Location labeling listing:

****************************************

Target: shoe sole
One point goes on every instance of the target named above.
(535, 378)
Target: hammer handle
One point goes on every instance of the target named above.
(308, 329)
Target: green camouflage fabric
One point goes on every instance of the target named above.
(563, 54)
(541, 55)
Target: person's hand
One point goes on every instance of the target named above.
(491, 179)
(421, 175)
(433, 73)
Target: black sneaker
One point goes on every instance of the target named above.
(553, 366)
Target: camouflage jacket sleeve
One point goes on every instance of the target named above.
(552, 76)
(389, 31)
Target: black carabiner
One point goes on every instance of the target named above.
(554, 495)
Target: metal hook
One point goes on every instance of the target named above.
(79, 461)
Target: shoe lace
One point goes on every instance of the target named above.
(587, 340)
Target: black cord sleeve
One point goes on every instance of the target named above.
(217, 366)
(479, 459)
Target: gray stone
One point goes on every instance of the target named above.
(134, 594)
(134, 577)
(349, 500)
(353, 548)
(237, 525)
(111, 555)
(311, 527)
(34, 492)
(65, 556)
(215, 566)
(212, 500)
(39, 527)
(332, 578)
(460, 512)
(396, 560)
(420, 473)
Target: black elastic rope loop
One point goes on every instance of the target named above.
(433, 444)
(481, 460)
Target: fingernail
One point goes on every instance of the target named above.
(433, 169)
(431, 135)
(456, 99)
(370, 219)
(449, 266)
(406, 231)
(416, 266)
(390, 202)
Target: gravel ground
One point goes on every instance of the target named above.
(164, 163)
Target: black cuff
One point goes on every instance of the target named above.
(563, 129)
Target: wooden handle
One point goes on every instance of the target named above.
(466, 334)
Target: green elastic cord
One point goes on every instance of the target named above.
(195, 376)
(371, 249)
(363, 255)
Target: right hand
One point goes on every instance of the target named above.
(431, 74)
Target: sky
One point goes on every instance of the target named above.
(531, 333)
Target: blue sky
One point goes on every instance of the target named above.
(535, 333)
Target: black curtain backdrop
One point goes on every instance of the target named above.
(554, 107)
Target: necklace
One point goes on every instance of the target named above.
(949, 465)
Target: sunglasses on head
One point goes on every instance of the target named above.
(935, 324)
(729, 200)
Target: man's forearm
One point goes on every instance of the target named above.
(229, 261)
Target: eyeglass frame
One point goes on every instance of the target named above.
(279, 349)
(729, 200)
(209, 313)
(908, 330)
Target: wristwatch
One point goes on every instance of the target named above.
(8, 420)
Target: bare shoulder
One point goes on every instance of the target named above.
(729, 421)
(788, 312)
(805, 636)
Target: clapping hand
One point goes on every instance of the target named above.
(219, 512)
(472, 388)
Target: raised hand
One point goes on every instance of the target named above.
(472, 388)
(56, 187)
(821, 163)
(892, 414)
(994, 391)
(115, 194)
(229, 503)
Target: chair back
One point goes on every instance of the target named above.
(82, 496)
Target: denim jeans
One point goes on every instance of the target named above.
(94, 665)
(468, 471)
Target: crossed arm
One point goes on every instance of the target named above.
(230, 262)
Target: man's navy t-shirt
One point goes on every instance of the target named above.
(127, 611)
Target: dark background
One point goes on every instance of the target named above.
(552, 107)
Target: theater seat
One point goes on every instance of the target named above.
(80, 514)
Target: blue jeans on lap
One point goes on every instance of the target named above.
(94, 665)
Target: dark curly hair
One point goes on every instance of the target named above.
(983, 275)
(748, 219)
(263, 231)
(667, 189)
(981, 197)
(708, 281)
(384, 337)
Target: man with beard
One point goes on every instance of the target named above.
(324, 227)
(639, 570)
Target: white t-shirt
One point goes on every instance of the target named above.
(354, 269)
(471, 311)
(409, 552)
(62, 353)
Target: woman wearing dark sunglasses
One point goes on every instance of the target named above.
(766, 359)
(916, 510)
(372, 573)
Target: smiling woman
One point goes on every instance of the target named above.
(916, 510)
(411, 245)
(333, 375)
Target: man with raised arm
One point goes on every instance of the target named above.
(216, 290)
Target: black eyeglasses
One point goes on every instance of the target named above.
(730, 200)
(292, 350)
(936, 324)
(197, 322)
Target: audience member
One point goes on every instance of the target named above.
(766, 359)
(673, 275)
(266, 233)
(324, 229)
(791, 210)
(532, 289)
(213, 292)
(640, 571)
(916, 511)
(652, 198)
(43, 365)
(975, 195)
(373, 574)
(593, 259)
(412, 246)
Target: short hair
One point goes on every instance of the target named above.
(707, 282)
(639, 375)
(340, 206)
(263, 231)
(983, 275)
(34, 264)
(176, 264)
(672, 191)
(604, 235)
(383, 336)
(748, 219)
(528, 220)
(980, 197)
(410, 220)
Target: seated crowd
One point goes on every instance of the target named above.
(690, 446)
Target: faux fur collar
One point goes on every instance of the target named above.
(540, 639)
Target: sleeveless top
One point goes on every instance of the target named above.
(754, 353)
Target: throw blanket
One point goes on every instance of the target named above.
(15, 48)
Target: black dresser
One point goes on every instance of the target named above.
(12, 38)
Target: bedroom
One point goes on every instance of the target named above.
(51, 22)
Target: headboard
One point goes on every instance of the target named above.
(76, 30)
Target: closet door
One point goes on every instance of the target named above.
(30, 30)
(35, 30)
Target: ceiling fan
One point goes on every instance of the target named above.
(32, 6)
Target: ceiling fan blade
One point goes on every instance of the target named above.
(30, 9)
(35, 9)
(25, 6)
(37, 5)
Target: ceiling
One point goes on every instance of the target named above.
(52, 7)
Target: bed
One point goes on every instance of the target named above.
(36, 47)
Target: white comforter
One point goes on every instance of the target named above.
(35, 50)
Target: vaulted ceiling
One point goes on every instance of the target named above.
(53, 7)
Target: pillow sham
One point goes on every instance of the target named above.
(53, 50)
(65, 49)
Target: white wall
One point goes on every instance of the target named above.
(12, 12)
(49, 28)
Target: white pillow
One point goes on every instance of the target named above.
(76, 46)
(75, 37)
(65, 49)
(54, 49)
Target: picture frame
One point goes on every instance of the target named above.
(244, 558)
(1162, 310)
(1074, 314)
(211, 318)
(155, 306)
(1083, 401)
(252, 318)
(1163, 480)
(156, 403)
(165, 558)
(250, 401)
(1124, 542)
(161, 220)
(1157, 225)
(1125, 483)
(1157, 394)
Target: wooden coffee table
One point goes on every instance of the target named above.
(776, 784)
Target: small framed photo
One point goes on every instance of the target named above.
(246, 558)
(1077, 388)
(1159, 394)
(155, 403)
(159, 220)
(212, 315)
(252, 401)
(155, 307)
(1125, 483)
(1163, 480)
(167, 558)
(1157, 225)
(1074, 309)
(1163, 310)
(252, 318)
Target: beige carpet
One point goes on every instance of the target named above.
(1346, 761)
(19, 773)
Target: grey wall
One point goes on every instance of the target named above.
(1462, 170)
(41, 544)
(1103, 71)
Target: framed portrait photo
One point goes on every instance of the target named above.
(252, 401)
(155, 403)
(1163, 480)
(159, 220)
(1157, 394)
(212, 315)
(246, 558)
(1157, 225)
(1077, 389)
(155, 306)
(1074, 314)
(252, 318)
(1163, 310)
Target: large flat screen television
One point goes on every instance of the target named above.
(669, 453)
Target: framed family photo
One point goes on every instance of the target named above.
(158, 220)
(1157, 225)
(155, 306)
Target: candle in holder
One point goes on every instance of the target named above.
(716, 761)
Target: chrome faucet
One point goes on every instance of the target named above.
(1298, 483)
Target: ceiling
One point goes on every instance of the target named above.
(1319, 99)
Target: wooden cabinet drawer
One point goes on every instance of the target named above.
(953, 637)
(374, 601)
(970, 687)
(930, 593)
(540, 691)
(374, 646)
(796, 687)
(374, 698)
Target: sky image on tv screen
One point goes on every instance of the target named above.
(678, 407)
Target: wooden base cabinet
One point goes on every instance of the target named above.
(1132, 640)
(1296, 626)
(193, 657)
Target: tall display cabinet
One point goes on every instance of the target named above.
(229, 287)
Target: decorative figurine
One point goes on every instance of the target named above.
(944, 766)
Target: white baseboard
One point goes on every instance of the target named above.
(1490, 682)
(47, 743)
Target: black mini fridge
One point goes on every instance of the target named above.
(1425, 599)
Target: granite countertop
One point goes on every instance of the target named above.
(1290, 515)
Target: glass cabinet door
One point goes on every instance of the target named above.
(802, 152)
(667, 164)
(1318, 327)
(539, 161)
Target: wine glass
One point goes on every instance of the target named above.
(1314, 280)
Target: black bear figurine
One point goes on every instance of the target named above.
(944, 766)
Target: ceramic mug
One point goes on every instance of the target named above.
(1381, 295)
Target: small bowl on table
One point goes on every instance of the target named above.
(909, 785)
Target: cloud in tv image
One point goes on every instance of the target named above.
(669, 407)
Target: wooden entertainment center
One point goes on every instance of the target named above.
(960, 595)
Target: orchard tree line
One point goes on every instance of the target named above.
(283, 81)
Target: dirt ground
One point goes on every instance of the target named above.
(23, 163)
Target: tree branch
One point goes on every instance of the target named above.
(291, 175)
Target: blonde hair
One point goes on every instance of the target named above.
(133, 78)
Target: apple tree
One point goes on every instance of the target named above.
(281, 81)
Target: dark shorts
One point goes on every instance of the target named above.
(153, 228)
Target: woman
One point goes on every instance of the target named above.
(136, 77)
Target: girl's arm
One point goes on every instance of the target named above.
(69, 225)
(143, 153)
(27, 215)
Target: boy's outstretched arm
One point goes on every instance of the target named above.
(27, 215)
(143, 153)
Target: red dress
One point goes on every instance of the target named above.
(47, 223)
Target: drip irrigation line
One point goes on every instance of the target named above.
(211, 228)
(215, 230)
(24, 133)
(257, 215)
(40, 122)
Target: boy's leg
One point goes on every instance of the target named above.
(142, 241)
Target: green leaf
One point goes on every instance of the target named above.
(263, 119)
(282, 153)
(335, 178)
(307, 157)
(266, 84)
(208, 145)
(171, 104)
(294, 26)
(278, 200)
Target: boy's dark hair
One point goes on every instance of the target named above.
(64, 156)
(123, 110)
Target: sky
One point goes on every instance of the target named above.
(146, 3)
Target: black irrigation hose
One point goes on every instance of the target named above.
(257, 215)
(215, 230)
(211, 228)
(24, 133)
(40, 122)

****************************************

PROBLEM DETAILS: Reproduce the lines of the listing above from the line containing "Target: orchard tree line" through the end of the listing, both ends included.

COMPLETE ANSWER:
Target: orchard tree line
One point goes on every instance of the target named above.
(283, 81)
Target: dirt ground
One point goes on every instance of the target named above.
(23, 163)
Target: tree branch
One point goes on every instance of the target named above.
(291, 175)
Target: blonde hair
One point goes on every instance of the target named above.
(133, 78)
Target: apple tree
One point goes on every instance of the target named above.
(281, 81)
Target: dark shorts
One point goes on every instance of the target named above.
(153, 228)
Target: woman
One point goes on every instance of the target named above.
(136, 77)
Target: girl's arm
One point goes on every instance of the target named above.
(69, 225)
(143, 153)
(27, 215)
Target: boy's outstretched arm
One point goes on every instance of the target named above.
(27, 215)
(143, 153)
Target: red dress
One point goes on every instance of the target named above.
(47, 223)
Target: drip irrigation line
One point goes on every instance of the target named above.
(211, 228)
(215, 230)
(24, 133)
(257, 215)
(40, 122)
Target: boy's leg
One point goes on every instance of the target named above.
(142, 241)
Target: green leaf
One point goes on every instance of the target named above.
(263, 119)
(282, 153)
(335, 178)
(307, 157)
(266, 84)
(208, 145)
(171, 104)
(294, 26)
(278, 200)
Target: boy's dark hair
One point goes on every instance of the target named above.
(64, 156)
(123, 110)
Target: sky
One point goes on every instance of the target named above.
(146, 3)
Target: black irrigation hose
One point goes on every instance of the target named above.
(257, 215)
(215, 230)
(211, 228)
(24, 133)
(40, 122)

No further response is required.